» **Task requirements**:
Every entry in the following data should be output exactly.

[Dataset items]
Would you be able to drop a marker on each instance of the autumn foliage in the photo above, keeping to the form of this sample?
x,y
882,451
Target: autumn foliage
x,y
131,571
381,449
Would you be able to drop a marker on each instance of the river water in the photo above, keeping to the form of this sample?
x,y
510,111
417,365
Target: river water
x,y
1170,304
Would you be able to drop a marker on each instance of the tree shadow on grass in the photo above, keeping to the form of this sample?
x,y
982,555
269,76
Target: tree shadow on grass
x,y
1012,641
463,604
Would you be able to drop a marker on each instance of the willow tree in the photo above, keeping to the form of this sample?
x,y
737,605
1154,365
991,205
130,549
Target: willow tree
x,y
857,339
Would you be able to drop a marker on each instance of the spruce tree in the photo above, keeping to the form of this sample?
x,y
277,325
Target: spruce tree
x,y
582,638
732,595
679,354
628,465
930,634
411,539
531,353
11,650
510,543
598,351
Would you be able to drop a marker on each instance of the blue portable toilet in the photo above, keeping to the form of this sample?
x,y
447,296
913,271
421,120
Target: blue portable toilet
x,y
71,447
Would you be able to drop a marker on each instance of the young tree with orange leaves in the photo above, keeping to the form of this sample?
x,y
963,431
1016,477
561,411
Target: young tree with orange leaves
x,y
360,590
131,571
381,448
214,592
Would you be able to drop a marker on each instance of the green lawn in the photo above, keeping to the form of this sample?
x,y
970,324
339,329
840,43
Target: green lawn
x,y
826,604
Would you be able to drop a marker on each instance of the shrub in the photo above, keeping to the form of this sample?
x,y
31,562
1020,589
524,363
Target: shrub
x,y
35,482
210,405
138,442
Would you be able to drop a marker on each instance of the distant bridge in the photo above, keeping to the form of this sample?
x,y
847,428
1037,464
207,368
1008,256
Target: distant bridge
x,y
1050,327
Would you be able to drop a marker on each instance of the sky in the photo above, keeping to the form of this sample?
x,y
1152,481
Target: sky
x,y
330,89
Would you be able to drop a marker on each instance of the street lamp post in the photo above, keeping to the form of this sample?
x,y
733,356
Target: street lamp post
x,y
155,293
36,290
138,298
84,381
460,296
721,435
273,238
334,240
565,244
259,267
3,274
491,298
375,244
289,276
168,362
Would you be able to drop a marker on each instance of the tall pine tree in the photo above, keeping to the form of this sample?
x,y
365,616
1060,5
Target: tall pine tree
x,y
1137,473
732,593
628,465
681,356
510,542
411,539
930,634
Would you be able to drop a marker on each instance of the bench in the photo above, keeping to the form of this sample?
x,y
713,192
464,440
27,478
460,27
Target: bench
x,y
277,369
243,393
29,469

» **Written response**:
Would you be able to drop a marker on each instance of the autumn foliage in the photo above, keeping to the form of this sample?
x,y
882,451
Target: autumn foliage
x,y
131,571
381,449
Would you be able to drop a marker on each instance of the river water in the photo above, keeping to the form of this sample?
x,y
510,111
417,365
Target: river water
x,y
1170,304
Would you be able to drop a marker on each instance of the tree shadow on grass in the photo above, keeping to the form of this sample?
x,y
982,555
269,76
Target: tree shadow on grass
x,y
1012,641
463,604
Would you be able to drop a marker on each instance of the willow tree in the photo above, keeping to the form of this sample?
x,y
737,605
1154,365
991,205
130,549
Target: willow tree
x,y
857,339
Would you be able to drop a marker on each instance of the spruce tree in the photo above, keeping to the form of this sample?
x,y
277,325
Target: spruce tree
x,y
582,638
732,595
679,354
628,465
930,634
411,539
531,353
11,650
510,543
598,351
Would you be able to drop a marker on each instance of the blue portable toilet in the photo above, keeping to the form of this sample?
x,y
447,296
913,271
421,120
Target: blue portable toilet
x,y
71,447
Would you be able to drop a marker on each instance of the young tree with orange leaves in the photo above, keeping to the form of this sample?
x,y
963,431
1016,477
561,411
Target: young tree with orange leaves
x,y
360,590
131,571
381,448
214,592
Would you be able to drop a marker on each instance of the green lawn in the photo above, keeping to the form of this sample?
x,y
970,324
339,329
840,43
Target: green lawn
x,y
826,604
Would you be able to drop a marker on each instance of the shrub in the photo above, keeping to the form of this sample?
x,y
31,562
1020,589
524,363
Target: shrub
x,y
35,482
210,405
138,442
Would you be able to drop a marker on each instance of the distant bridge in the photo above, keeping to the form of this sample?
x,y
847,428
1037,464
207,368
1008,256
Target: distant bridge
x,y
1050,327
Would you be able to drop a marker on each instance of the sky in the photo above, keeping to the form of this sample?
x,y
1152,481
Target: sky
x,y
330,89
Would you be able to drop a marker on each instance of the street lamp post in the photo above, keeping to the form of this sample?
x,y
733,356
Target: street lamp post
x,y
155,293
36,290
138,298
84,381
460,296
721,435
273,238
334,240
565,244
259,267
3,274
491,298
375,244
289,276
168,362
Would you be able to drop a marker on each instance of the tall pine tree in the photo above, keeping to the form of this sample?
x,y
365,616
1060,5
Target: tall pine tree
x,y
1137,473
732,593
628,465
681,356
510,542
411,539
930,634
Would you be able to drop a marker on each instance of the bench in the photo above, keeping to the form of this sample?
x,y
713,192
464,440
27,478
460,27
Target: bench
x,y
277,369
243,393
29,469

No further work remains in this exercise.